* Extracted records *

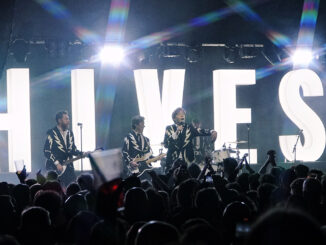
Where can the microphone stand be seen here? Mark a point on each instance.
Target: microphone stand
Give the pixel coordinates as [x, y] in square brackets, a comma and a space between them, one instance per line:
[295, 149]
[248, 127]
[81, 145]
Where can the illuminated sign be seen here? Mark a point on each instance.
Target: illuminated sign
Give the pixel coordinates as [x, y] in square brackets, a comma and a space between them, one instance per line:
[302, 115]
[17, 121]
[158, 111]
[226, 114]
[158, 114]
[83, 111]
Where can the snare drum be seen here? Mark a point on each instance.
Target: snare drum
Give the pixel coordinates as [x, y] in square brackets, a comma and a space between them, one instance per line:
[219, 155]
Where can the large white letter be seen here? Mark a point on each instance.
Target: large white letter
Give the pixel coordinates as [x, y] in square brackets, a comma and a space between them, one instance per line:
[302, 115]
[83, 111]
[17, 120]
[158, 115]
[226, 114]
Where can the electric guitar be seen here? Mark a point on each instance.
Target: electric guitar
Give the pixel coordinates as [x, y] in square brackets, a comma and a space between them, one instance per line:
[68, 161]
[143, 164]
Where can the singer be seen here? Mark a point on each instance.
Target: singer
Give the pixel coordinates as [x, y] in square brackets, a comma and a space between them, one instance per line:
[178, 138]
[59, 147]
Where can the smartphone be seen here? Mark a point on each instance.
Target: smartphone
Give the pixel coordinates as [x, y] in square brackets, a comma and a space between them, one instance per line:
[209, 179]
[242, 229]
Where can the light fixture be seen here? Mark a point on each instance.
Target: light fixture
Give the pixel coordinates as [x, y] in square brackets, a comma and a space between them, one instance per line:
[112, 54]
[302, 57]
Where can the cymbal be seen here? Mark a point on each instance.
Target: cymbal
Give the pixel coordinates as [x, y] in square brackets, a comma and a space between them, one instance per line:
[238, 142]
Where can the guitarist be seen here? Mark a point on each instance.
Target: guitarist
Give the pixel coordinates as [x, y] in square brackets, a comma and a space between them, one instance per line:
[59, 147]
[136, 145]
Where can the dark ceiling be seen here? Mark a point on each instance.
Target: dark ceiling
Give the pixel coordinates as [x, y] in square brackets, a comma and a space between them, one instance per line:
[30, 20]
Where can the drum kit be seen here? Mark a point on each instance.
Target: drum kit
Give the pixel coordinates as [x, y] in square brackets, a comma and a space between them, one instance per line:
[225, 152]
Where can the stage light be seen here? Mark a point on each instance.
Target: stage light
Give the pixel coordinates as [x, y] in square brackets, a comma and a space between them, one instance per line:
[112, 54]
[230, 54]
[302, 57]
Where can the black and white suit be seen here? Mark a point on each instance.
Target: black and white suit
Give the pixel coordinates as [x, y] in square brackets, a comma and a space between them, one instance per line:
[135, 145]
[58, 149]
[179, 144]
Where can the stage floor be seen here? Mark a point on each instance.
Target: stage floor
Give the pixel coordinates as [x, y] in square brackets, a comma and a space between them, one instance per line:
[320, 165]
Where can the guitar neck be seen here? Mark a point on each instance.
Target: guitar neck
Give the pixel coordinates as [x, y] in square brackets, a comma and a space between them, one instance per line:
[72, 160]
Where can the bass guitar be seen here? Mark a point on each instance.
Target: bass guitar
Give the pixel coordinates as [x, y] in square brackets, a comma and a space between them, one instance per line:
[143, 164]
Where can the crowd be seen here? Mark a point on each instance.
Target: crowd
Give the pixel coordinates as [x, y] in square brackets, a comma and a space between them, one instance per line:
[185, 206]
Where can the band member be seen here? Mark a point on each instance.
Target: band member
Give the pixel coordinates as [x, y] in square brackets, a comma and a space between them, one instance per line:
[202, 145]
[59, 147]
[178, 138]
[136, 145]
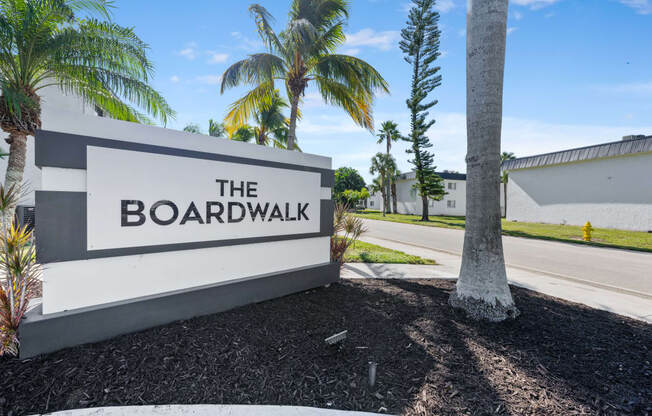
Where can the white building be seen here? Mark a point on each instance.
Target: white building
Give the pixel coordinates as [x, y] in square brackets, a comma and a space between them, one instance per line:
[409, 202]
[54, 104]
[608, 184]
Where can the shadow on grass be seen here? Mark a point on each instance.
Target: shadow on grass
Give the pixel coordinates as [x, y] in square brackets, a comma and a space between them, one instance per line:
[558, 358]
[523, 234]
[453, 222]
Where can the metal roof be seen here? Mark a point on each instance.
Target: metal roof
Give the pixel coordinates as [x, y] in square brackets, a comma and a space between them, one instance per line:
[599, 151]
[444, 175]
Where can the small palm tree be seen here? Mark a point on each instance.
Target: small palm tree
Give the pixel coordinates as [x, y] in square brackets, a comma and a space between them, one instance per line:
[504, 176]
[389, 133]
[216, 129]
[303, 53]
[384, 165]
[43, 43]
[192, 128]
[244, 134]
[270, 119]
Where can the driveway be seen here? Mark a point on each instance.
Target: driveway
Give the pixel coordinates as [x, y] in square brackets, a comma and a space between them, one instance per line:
[622, 270]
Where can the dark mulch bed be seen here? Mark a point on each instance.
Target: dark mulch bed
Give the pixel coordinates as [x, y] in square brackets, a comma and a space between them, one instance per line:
[558, 358]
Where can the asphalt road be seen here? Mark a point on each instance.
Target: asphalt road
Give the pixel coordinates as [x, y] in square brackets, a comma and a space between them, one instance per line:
[627, 270]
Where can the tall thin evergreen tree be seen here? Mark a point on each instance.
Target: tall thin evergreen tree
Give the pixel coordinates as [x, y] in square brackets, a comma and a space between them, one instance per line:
[420, 44]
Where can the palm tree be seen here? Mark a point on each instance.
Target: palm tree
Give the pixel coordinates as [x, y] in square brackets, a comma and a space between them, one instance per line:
[244, 134]
[377, 185]
[44, 43]
[268, 119]
[482, 289]
[216, 129]
[192, 128]
[389, 133]
[384, 165]
[393, 177]
[504, 177]
[303, 53]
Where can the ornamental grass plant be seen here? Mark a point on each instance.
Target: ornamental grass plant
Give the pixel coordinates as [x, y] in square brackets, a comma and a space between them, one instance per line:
[347, 228]
[20, 274]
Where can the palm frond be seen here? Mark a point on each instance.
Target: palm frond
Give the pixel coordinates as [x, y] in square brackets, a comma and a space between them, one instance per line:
[257, 69]
[341, 95]
[100, 7]
[263, 20]
[246, 107]
[351, 71]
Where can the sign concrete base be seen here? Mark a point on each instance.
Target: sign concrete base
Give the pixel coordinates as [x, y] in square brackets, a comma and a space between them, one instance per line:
[41, 334]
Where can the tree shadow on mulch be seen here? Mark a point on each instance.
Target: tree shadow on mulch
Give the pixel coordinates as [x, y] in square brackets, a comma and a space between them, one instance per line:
[557, 358]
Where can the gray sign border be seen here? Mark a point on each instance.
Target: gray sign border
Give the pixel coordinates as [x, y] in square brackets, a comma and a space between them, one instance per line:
[68, 223]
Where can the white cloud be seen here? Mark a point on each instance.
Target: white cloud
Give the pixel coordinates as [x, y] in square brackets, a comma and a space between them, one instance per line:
[209, 79]
[216, 58]
[633, 88]
[368, 37]
[246, 43]
[190, 51]
[534, 4]
[641, 6]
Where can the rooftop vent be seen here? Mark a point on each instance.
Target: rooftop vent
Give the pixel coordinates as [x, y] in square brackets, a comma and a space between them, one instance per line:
[634, 137]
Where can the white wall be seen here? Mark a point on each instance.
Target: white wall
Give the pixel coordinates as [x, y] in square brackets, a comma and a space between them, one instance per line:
[53, 106]
[410, 203]
[375, 202]
[75, 284]
[611, 193]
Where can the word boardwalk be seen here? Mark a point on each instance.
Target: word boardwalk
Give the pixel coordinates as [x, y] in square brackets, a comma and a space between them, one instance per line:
[234, 211]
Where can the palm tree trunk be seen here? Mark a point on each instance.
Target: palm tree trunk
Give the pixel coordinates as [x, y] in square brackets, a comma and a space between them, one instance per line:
[292, 134]
[15, 170]
[388, 208]
[383, 191]
[424, 209]
[505, 196]
[394, 198]
[482, 289]
[261, 137]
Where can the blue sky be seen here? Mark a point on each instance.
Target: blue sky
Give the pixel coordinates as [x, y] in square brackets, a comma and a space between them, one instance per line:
[578, 72]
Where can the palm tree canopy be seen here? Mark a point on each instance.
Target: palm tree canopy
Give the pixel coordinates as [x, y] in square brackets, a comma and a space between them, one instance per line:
[192, 128]
[43, 42]
[302, 53]
[216, 129]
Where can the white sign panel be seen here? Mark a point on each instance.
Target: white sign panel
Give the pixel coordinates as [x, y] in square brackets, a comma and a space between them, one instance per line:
[138, 199]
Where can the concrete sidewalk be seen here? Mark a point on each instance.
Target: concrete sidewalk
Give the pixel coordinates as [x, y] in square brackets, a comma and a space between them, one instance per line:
[604, 298]
[630, 271]
[209, 410]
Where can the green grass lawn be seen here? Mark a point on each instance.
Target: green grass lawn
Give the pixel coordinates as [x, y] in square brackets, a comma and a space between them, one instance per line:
[363, 252]
[604, 237]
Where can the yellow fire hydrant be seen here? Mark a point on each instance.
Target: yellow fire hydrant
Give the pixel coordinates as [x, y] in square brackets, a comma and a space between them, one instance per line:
[587, 231]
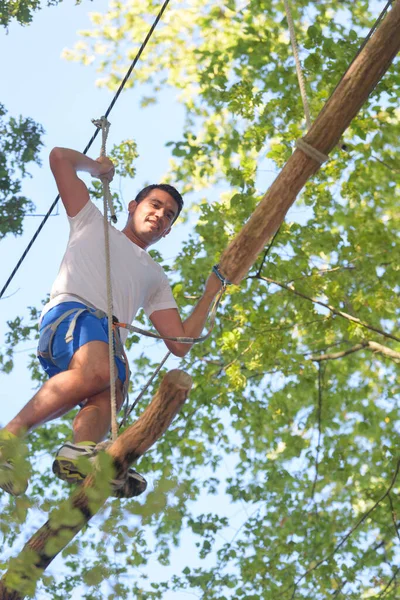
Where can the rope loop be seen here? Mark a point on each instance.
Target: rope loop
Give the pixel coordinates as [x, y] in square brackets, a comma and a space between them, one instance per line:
[312, 152]
[104, 124]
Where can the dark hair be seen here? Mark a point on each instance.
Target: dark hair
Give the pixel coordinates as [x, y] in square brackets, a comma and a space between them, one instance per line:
[142, 195]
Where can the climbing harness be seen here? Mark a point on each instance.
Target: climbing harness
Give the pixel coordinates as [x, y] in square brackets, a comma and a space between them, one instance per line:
[48, 333]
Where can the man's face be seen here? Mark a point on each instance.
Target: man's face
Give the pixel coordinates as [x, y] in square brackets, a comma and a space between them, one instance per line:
[152, 218]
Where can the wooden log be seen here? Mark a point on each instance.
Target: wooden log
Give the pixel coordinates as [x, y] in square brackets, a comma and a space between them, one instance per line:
[86, 501]
[344, 104]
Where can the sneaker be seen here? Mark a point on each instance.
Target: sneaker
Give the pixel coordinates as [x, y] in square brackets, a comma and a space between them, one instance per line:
[13, 468]
[68, 465]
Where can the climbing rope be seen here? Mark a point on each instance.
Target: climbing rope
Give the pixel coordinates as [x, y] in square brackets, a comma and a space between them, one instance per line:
[299, 70]
[106, 114]
[183, 340]
[104, 125]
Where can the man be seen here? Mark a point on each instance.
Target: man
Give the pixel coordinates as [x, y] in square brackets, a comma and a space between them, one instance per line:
[73, 344]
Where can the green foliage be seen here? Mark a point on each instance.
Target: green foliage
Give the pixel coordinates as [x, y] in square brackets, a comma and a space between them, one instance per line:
[20, 144]
[22, 10]
[312, 451]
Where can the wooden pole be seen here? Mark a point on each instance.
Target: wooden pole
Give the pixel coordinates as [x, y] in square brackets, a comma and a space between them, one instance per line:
[344, 104]
[85, 502]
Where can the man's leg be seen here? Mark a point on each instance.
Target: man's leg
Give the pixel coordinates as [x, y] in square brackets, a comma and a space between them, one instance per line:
[93, 421]
[88, 375]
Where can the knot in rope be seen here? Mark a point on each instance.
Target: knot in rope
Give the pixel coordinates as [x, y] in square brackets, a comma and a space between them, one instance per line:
[104, 124]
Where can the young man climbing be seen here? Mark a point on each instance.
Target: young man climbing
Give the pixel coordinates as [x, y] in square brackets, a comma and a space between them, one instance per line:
[73, 344]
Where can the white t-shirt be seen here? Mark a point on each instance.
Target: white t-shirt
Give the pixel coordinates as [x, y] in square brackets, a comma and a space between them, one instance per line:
[137, 280]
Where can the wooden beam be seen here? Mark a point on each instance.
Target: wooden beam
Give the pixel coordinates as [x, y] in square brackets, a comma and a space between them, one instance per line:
[344, 104]
[86, 501]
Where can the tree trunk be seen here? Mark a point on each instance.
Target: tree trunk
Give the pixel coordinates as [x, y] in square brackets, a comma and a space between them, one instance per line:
[63, 525]
[344, 104]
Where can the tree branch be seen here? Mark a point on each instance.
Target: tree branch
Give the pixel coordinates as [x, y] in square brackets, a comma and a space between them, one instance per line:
[349, 533]
[374, 346]
[332, 309]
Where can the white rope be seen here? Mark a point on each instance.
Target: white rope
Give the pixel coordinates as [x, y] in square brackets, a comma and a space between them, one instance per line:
[299, 71]
[107, 204]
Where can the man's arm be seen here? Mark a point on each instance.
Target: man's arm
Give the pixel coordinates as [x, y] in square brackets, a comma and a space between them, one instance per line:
[65, 164]
[169, 323]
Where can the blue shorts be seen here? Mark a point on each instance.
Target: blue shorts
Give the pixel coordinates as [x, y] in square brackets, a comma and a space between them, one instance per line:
[88, 328]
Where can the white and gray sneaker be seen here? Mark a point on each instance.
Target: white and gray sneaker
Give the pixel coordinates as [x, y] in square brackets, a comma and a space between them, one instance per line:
[68, 465]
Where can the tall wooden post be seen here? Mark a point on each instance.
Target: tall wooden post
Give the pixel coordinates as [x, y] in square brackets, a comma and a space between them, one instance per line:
[344, 104]
[46, 543]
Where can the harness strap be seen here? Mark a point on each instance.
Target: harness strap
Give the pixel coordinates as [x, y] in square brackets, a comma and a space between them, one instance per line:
[99, 314]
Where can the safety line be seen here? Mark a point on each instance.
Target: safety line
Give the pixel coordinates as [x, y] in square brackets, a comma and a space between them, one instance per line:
[109, 109]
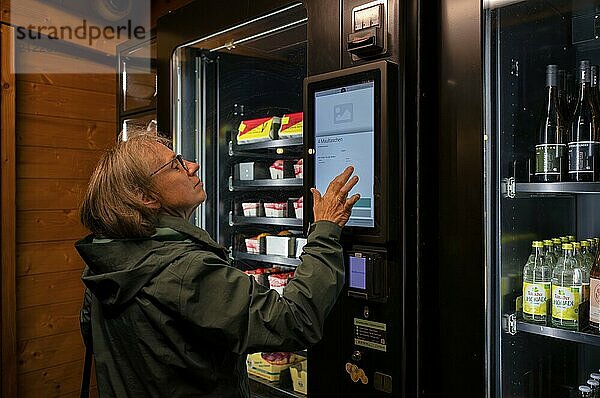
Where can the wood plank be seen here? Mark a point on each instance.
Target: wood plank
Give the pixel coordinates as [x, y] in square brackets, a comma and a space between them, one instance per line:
[51, 382]
[52, 194]
[45, 352]
[35, 63]
[48, 225]
[41, 13]
[57, 132]
[47, 320]
[55, 287]
[39, 258]
[39, 162]
[44, 99]
[8, 330]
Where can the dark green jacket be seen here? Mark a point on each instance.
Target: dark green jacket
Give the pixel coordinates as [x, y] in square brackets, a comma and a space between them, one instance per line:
[171, 318]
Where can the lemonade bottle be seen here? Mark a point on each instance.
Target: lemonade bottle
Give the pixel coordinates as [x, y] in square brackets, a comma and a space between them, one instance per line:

* Exercise directions *
One stretch of the lines above is wanted, from the line that contains "Where can the knot" through the line that contains "Target: tree branch". Output it exactly.

* Task result *
Where can the knot in rope be seen here? Mark a point on each instance.
Target: knot in rope
Give the pixel coordinates as [x, y] in square brackets, a comma and a space between them, one instance per line:
[104, 124]
Where can the young man climbing be seen here? Mark a point on each instance.
Target: young man climbing
Give the pixel coordinates as [x, y] in square brackets, a comma and a space between them, one instance per line:
[73, 344]
Where can the white t-shirt be seen here? Mark a point on each instance.
Target: white t-shirt
Give the pixel coordinates as [x, y] in square brackets, a comma and a space between them, one instance per line:
[137, 280]
Where can the wooden beam be seen here? Mark a point on each instance.
Target: wooden beam
Give the pixel coordinates as [x, y] in square brackets, a comma and a space between them, one instance per line:
[344, 104]
[86, 501]
Where can the tree trunk be seen here? Mark a point on each instance.
Target: tree trunk
Give the pixel coordinates as [x, y] in square brackets, a comma and a space between them, one instance per line:
[63, 525]
[344, 104]
Where can the tree branch be seen here? Mark a point on each instance.
Target: tree branch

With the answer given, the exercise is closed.